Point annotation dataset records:

○ ○ ○ ○ ○ ○ ○

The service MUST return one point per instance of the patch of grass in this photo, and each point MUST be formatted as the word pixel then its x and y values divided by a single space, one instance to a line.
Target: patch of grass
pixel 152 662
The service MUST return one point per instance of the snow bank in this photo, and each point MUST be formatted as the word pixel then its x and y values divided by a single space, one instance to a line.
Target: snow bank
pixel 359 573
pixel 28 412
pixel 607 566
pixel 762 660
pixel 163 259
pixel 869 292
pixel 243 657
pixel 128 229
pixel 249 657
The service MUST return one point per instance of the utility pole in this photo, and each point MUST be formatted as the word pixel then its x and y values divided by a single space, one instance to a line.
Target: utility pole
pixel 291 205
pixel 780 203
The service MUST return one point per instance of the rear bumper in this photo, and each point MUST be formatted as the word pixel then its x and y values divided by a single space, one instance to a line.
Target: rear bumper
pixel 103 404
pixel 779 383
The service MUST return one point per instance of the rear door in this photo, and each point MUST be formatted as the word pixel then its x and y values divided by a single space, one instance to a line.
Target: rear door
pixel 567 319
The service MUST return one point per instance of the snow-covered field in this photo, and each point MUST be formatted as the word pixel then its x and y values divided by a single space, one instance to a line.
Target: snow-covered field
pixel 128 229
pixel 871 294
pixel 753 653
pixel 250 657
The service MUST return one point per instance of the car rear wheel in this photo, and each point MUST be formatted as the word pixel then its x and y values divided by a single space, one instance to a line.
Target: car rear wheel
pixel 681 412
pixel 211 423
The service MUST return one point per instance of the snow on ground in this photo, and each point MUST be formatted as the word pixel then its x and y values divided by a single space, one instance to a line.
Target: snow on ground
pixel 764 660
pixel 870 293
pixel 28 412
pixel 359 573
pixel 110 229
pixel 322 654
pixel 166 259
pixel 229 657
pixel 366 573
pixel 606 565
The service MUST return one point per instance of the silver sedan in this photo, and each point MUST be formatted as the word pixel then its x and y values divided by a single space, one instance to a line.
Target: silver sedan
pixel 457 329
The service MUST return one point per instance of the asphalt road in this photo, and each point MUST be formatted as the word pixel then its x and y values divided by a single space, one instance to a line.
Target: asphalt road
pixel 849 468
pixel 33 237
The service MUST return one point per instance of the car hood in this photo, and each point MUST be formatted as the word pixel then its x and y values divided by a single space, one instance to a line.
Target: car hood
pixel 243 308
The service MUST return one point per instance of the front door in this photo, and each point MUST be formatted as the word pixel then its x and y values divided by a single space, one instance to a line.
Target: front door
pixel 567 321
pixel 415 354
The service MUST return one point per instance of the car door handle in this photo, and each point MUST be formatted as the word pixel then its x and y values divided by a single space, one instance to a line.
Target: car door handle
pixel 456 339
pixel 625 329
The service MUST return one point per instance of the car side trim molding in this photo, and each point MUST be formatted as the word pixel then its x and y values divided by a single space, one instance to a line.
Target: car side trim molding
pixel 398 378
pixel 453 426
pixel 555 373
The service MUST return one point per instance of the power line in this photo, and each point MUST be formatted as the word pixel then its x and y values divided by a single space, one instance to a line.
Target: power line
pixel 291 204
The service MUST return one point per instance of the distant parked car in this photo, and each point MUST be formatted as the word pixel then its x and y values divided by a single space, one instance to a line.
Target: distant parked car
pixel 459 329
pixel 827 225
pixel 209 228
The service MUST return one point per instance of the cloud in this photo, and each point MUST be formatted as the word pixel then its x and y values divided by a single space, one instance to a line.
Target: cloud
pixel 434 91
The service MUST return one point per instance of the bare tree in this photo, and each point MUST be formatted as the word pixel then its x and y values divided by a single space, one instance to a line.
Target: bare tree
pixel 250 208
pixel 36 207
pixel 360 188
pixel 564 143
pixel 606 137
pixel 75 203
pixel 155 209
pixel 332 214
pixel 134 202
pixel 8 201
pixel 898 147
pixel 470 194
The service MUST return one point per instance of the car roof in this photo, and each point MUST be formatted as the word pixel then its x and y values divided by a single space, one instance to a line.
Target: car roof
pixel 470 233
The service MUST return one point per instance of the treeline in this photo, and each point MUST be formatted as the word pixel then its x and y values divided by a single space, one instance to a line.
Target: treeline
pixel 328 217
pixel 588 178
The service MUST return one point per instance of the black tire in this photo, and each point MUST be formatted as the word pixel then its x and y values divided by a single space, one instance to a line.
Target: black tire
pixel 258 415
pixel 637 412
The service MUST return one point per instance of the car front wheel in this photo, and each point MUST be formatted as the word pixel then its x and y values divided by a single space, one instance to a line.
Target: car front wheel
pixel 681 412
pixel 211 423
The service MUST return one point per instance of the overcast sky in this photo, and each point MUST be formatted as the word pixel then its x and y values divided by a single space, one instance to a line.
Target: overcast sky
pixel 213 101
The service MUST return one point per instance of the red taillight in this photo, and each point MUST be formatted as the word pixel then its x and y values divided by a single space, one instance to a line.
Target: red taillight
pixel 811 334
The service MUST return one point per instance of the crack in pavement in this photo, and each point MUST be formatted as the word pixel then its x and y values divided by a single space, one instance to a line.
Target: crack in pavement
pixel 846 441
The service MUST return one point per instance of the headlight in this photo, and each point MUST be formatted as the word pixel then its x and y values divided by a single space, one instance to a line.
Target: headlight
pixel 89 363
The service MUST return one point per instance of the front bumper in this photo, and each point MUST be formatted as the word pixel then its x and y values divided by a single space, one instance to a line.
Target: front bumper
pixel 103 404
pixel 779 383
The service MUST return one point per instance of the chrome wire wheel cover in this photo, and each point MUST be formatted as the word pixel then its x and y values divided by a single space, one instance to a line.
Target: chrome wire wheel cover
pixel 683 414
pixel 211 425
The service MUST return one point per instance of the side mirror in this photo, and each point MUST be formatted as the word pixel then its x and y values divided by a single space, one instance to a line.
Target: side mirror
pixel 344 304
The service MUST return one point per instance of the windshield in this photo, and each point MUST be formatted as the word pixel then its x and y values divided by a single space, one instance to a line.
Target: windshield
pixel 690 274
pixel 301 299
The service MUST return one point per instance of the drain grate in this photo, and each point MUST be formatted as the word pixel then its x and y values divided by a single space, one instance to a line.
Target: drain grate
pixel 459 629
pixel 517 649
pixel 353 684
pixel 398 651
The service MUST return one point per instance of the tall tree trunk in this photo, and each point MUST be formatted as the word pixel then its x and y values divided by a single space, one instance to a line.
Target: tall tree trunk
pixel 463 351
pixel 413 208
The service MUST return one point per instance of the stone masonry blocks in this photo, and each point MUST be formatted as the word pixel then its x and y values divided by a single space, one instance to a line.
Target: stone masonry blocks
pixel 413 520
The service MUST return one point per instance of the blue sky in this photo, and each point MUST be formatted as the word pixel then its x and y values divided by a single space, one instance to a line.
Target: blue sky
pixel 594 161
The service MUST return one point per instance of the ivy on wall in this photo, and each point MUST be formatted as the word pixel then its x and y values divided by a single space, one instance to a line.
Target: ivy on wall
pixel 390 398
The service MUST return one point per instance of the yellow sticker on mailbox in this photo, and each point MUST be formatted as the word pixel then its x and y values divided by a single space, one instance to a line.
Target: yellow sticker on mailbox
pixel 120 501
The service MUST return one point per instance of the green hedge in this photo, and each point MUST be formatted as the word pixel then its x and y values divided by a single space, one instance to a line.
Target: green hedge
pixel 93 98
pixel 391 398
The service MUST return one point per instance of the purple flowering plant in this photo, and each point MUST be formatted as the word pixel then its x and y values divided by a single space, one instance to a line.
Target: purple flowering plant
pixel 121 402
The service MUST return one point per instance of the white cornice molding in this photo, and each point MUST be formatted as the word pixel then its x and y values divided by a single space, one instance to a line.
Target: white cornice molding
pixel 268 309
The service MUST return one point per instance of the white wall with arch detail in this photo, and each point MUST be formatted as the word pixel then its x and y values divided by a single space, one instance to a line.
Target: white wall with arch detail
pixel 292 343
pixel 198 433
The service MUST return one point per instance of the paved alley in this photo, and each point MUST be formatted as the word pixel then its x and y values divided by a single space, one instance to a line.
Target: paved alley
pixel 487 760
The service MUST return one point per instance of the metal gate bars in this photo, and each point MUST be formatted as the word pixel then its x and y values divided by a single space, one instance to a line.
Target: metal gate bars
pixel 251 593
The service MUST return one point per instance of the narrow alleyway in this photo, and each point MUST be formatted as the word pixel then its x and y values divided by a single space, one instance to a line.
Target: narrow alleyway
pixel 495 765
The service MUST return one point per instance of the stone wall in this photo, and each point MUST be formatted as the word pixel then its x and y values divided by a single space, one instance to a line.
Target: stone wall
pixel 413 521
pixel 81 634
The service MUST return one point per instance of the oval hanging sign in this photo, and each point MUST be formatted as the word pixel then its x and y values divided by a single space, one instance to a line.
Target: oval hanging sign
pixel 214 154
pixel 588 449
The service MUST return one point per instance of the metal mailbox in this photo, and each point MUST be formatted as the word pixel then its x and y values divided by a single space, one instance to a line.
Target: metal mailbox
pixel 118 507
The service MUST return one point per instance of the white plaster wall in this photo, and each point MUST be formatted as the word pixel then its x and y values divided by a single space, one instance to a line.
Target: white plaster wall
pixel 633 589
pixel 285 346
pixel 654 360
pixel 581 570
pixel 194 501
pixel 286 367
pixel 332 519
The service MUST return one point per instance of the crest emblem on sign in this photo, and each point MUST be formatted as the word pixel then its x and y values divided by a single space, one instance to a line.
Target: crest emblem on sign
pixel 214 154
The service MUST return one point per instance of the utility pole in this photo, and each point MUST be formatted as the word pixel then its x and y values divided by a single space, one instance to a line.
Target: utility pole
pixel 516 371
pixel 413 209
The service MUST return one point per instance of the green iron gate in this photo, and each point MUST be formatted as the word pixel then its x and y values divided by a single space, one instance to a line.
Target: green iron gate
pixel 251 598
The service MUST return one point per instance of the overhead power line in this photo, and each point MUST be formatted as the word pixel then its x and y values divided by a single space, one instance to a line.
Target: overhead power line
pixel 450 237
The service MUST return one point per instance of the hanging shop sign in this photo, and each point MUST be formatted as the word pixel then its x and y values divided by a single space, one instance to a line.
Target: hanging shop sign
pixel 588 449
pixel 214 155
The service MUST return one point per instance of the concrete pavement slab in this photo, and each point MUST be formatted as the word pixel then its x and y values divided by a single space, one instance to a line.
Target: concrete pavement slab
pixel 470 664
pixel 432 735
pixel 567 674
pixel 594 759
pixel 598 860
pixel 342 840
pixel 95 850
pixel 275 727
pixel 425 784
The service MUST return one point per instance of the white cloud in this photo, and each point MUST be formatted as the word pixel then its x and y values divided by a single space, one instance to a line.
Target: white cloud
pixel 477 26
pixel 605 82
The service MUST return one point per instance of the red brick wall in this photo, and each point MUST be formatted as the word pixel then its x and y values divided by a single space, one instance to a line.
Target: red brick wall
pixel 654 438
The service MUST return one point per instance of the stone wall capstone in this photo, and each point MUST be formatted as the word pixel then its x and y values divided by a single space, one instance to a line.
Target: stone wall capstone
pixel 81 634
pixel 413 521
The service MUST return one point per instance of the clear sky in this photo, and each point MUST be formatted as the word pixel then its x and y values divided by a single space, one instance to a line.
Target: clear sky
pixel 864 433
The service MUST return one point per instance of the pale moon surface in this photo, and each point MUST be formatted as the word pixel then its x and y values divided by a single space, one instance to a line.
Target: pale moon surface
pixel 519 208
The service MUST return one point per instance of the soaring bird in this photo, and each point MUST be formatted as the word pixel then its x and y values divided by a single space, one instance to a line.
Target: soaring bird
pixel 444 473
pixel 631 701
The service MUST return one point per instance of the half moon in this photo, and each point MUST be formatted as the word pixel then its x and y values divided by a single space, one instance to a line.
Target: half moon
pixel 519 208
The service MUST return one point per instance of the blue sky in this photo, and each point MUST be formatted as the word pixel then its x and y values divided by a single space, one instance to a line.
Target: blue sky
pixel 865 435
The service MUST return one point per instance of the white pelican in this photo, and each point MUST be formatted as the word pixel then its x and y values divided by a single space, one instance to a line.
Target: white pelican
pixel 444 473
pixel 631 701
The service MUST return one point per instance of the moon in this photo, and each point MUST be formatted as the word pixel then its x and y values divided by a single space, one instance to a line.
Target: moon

○ ○ ○ ○ ○ ○ ○

Put the lines between the one containing "the red brick" and the one containing "pixel 654 438", inclusive, into a numbered list, leaving out any blank lines.

▶ Solution to this problem
1. The service MUST return one point per instance of the red brick wall in this photo, and each point MUST be formatted as the word pixel then its x and y values divided by a single space, one instance to a line.
2. Target: red brick wall
3. pixel 654 438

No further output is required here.